[Rows from a pointing dataset]
-- -- --

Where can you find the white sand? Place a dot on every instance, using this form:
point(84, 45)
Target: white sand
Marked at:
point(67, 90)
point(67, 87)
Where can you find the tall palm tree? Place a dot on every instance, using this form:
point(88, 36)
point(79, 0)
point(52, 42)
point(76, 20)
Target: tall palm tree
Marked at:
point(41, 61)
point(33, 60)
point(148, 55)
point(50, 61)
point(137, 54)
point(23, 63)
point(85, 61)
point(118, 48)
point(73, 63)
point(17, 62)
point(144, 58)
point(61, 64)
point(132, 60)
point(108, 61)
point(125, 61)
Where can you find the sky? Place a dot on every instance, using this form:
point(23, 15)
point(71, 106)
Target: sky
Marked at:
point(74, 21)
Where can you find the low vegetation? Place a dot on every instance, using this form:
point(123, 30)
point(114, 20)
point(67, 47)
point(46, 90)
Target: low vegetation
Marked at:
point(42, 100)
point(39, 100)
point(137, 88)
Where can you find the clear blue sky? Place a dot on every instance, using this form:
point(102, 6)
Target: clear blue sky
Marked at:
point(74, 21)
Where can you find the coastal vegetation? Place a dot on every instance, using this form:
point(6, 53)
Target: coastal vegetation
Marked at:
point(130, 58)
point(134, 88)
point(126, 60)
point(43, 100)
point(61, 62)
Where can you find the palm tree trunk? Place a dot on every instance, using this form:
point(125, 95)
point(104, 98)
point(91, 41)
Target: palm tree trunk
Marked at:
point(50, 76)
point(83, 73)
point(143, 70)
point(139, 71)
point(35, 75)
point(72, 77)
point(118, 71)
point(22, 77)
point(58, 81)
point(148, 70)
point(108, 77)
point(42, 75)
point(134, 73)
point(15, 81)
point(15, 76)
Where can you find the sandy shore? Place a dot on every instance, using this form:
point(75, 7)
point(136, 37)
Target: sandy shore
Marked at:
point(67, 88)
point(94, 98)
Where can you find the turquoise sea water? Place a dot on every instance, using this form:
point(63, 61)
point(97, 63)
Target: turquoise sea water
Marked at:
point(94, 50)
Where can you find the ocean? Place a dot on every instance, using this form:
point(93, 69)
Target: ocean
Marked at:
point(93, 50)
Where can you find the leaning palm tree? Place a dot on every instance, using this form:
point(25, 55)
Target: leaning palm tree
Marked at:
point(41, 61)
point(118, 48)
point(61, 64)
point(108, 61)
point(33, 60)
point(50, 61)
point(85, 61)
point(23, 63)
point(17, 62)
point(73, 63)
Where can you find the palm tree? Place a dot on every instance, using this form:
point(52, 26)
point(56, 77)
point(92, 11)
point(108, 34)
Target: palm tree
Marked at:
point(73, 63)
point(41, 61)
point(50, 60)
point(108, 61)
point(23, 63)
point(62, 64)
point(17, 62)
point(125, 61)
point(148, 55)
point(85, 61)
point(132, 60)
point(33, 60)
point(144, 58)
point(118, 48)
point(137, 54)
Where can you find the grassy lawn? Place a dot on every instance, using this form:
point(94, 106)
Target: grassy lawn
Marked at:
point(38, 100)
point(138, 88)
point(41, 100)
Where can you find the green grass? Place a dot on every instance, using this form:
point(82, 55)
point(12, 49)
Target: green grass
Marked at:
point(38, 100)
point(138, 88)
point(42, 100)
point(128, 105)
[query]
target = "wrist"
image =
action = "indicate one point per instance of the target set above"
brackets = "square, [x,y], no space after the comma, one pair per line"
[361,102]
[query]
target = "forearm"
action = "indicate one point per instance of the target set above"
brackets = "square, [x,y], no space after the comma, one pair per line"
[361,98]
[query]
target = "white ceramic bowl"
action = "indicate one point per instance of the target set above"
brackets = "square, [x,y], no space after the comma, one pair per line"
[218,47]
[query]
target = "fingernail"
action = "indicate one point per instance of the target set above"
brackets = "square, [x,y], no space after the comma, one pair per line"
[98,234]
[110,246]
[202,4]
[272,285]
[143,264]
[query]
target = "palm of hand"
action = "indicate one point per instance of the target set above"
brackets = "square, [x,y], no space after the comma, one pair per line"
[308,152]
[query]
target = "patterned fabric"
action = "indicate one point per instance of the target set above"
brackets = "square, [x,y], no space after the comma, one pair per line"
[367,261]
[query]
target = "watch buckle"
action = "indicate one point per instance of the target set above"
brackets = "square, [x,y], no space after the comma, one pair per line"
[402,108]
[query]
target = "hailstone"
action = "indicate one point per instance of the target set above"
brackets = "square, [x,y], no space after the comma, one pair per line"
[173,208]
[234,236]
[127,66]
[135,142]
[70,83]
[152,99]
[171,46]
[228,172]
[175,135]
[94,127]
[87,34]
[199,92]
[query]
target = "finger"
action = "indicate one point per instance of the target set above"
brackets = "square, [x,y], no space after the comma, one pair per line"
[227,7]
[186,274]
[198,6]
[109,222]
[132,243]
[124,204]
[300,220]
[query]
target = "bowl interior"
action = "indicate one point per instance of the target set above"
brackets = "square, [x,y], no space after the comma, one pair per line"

-- -- --

### Short task:
Repeat the lines above, from the line with "Where can you find the low" up to and including the line with "point(15, 76)", with no changes.

### Result:
Where can you find the low vegetation? Place a dot on every instance, using this form:
point(123, 30)
point(114, 20)
point(67, 47)
point(46, 90)
Target: low vegetation
Marked at:
point(42, 100)
point(39, 100)
point(137, 88)
Where can you find the clear blue sky? Place a dot on every instance, using this form:
point(102, 6)
Target: clear blue sky
Marked at:
point(74, 21)
Where can you find the coastal vegetation? Place a dot on every instance, using this form:
point(6, 53)
Target: coastal vegetation
Marked at:
point(130, 58)
point(134, 88)
point(126, 60)
point(43, 100)
point(61, 62)
Where can you find the palm tree trunk? Place a dot on every instance, using this form:
point(125, 95)
point(104, 98)
point(91, 41)
Target: palm tree trunk
Marked at:
point(50, 76)
point(83, 73)
point(143, 70)
point(139, 71)
point(35, 75)
point(72, 77)
point(118, 71)
point(22, 77)
point(58, 81)
point(148, 70)
point(108, 77)
point(42, 75)
point(134, 73)
point(15, 81)
point(15, 76)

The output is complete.